▸ **Task to complete**
Please answer from the forum thread on used-car mileage: according to the thread, which kind of measurement does the UK still give in miles rather than metric units?

▸ **Passage for review**
....
No, the online MoT check does not give the car's mileage. I am referring to checking the MoT paper printouts that the owner received at each year's MoT. It is unlikely for an owner to clock the car each year before the test.



tohunt4me said:


> He would have km. In U.K.
> 
> Miles makes this entire post " suspect".


No, we use the metric system for everything except distance, for which we still use miles. Not sure why.


----------



## Pal95 (Sep 7, 2020)

The Gift of Fish said:


> owner


https://cartaxcheck.co.uk/free-car-check/?vrm=VU14YZV
Of course I see the car mileage down there


----------



## The Gift of Fish (Mar 17, 2017)

Pal95 said:


> https://cartaxcheck.co.uk/free-car-check/?vrm=VU14YZV
> Of course I see the car mileage down there


You said you were checking the official government MoT website.


----------



## Pal95 (Sep 7, 2020)

The Gift of Fish said:


> You said you were checking the official government MoT website.


They take the data directly from the government, on the official website i see the same


----------



## kingcorey321 (May 20, 2018)

In the usa that 25k miles for 50 hours a week. Solid no.
50 hours is 40 to 50k miles a year


----------



## GT500KR (Jan 30, 2017)

Pal95 said:


> All i know that the uber driver works for around 50 hours per week. He also claims that sometimes he earns about £900 per week.
> 
> He has the car for 3 years and makes about 25000 miles per year. He also says that he drives mostly in a city centre (Sheffield, UK), and was on a longer trip just 2 times during that 3 years.
> 
> Is it possible to have just 25000 miles as an uber driver who works 50 hours per week? Any help will be appreciated! Thank you


Unless you know an expert on that type vehicle, pay for a proffessional inspection. It will be some of the best money you ever spent.You can use info from it to negotiate a better price, making the inspection possibly free and then some.


----------



## The Gift of Fish (Mar 17, 2017)

Pal95 said:


> They take the data directly from the government, on the official website i see the same


In that case you have to make your own mind up based on the evidence - nobody can do this for you. Consider the mileage history from the MoTs, and service records if available. Evaluate the seller - if he's some wideboy Arthur Daley character then he's more likely to have clocked it each year. I can't see someone going to that trouble though.

Consider also that the seller may be lying about Ubering 50 hours per week for three years. Uber drivers are known for bullshitting about the amount they drive and earn. If he drove less than he claims then the mileage is more likely to be real.


----------



## Stevie The magic Unicorn (Apr 3, 2018)

Pal95 said:


> All i know that the uber driver works for around 50 hours per week. He also claims that sometimes he earns about £900 per week.
> 
> He has the car for 3 years and makes about 25000 miles per year. He also says that he drives mostly in a city centre (Sheffield, UK), and was on a longer trip just 2 times during that 3 years.
> 
> Is it possible to have just 25000 miles as an uber driver who works 50 hours per week? Any help will be appreciated! Thank you


If i did 50 hours a week i'd be at 50,000-65,000 EXTRA miles a year... Not _total_ miles a year EXTRA miles a year on top of whatever daily miles your putting in going to to the market or whatever.

So i would expect 55,000 miles for every year of full time driving.

My advice is to not touch that car with a 10 ft pole.
....
▸ **Dataset extract**
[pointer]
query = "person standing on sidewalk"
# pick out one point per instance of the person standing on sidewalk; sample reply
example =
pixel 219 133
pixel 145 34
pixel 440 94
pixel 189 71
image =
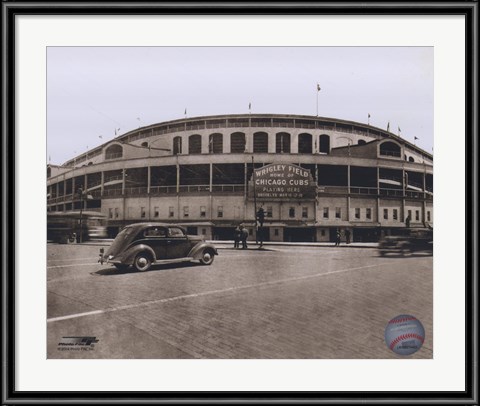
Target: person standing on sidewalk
pixel 237 235
pixel 338 238
pixel 244 232
pixel 347 235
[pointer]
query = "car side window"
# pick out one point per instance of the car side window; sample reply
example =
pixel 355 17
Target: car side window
pixel 155 232
pixel 175 232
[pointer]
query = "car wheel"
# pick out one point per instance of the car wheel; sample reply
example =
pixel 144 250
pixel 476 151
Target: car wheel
pixel 121 267
pixel 142 262
pixel 207 257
....
▸ **Result below**
Distance. The UK uses the metric system for everything else.